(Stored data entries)
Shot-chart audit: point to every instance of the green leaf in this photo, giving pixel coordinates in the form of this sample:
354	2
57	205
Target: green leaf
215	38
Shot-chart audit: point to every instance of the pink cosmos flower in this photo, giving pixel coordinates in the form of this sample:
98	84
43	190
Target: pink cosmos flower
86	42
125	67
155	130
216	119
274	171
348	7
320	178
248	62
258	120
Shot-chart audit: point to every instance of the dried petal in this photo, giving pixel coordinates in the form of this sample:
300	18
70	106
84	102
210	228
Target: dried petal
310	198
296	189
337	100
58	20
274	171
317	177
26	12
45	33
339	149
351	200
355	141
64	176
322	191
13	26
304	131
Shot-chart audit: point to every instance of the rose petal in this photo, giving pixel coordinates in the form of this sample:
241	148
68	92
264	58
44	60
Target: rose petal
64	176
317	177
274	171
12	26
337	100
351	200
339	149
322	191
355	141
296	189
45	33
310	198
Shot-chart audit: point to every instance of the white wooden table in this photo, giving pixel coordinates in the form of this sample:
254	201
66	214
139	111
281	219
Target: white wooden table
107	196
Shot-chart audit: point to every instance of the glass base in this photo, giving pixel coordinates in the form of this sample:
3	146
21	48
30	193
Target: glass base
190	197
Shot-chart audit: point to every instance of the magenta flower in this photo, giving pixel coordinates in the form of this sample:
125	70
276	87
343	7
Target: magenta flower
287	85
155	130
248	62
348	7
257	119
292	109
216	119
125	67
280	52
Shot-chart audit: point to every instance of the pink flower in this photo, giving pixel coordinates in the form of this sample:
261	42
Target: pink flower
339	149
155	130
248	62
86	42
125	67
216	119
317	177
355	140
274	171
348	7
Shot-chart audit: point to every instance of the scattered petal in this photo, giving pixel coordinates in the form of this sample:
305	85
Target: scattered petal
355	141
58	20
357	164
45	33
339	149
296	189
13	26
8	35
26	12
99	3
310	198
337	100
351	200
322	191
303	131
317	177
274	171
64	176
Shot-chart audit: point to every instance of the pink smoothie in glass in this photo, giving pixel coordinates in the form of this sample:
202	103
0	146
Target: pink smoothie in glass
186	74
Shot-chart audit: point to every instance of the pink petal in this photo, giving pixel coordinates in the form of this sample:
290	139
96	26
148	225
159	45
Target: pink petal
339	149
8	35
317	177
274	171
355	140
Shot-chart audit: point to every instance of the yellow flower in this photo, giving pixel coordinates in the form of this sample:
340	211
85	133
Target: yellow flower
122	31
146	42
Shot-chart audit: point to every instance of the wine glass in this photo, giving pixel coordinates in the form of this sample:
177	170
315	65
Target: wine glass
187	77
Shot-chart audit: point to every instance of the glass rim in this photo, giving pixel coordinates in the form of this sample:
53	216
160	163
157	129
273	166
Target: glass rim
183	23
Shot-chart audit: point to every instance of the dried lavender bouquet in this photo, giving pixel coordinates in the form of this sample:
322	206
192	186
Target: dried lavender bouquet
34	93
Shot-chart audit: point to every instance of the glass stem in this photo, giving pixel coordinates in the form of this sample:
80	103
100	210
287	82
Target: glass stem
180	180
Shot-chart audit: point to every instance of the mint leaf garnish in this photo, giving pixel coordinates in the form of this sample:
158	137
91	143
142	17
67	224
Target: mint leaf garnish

What you need to do:
A verbatim restatement of all the entries above is required.

Task solution:
Shot-chart audit: point to every instance of the green leaf in this photo, giving pixel coordinates in the form of this sample:
354	2
57	205
Target: green leaf
215	38
Shot-chart audit: point to every instance of the pink cosmos flower in this photo, giving pixel coordinates in the form of this sample:
98	84
43	190
Target: pink cosmos flower
86	42
125	67
155	130
216	119
274	171
348	7
320	178
248	62
258	120
Shot-chart audit: point to every instance of the dried petal in this photo, giving pixel coordinates in the form of this sample:
300	18
70	106
84	102
210	228
Target: dried petal
310	198
296	189
337	100
58	20
274	171
317	177
26	12
45	33
339	149
351	200
355	141
64	176
322	191
13	26
304	131
Shot-chart audit: point to every instance of the rose petal in this photo, giving pixel coordinates in the form of this sample:
241	148
68	92
264	58
44	60
Target: rose petal
64	176
317	177
274	171
12	26
337	100
351	200
339	149
322	191
355	141
296	189
45	33
310	198
Shot-chart audit: point to every instance of the white wooden table in this photo, giving pixel coordinates in the form of this sample:
254	201
66	214
139	111
281	219
Target: white wooden table
107	196
Shot-chart audit: point to every instance of the glass base in this photo, giving pixel coordinates in the form of this sample:
3	146
21	48
30	193
Target: glass base
190	197
Shot-chart audit: point to every instance of the magenta flower in this photo, giving pixel coordinates in the form of this sample:
125	70
276	87
343	7
Target: magenta flower
287	85
155	130
248	62
348	7
257	119
292	109
216	119
125	67
280	52
Shot-chart audit: point to every instance of the pink flower in this photo, giving pixel coordinates in the form of this sample:
261	42
Target: pink flower
339	149
155	130
248	62
86	42
125	67
216	119
317	177
355	140
274	171
348	7
Shot-chart audit: point to every instance of the scattered petal in this photo, giving pixel coordinates in the form of this sample:
305	85
Target: scattered petal
355	141
58	20
357	164
45	33
339	149
296	189
13	26
8	35
26	12
99	3
310	198
337	100
351	200
322	191
303	131
317	177
274	171
64	176
Shot-chart audit: point to every instance of the pink smoothie in glass in this photo, giving pixel coordinates in the form of this sample:
202	103
0	146
Target: pink smoothie in glass
186	74
Shot-chart audit: point to every instance of the pink petal in this photo, giving pixel coordinates in the form of this sample:
290	139
96	26
148	225
159	45
Target: pink petal
339	149
8	35
317	177
274	171
355	140
Shot-chart audit: point to every instance of the yellow flower in this photo, giving pixel coordinates in the form of this sample:
340	211
85	133
Target: yellow flower
122	31
146	42
Shot-chart audit: point to every instance of the wine glass in this photo, giving pixel coordinates in the form of this sample:
177	170
315	65
Target: wine glass
187	77
Shot-chart audit: point to every instance of the glass rim in this photo, giving pixel coordinates in the form of this sample:
53	216
160	163
157	129
273	166
Target: glass rim
183	23
Shot-chart audit: point to every instance of the dried lavender bouquet in this photo, giving pixel coordinates in the form of this sample:
322	206
192	186
Target: dried lavender bouquet
34	93
Shot-chart audit: point to every instance of the glass stem in this photo, giving pixel coordinates in the form of this sample:
80	103
100	210
287	82
Target: glass stem
180	180
Shot-chart audit: point to every instance of the mint leaf garnish in this photo, giving pixel coordinates in the form of this sample:
158	137
91	143
142	17
67	224
Target: mint leaf garnish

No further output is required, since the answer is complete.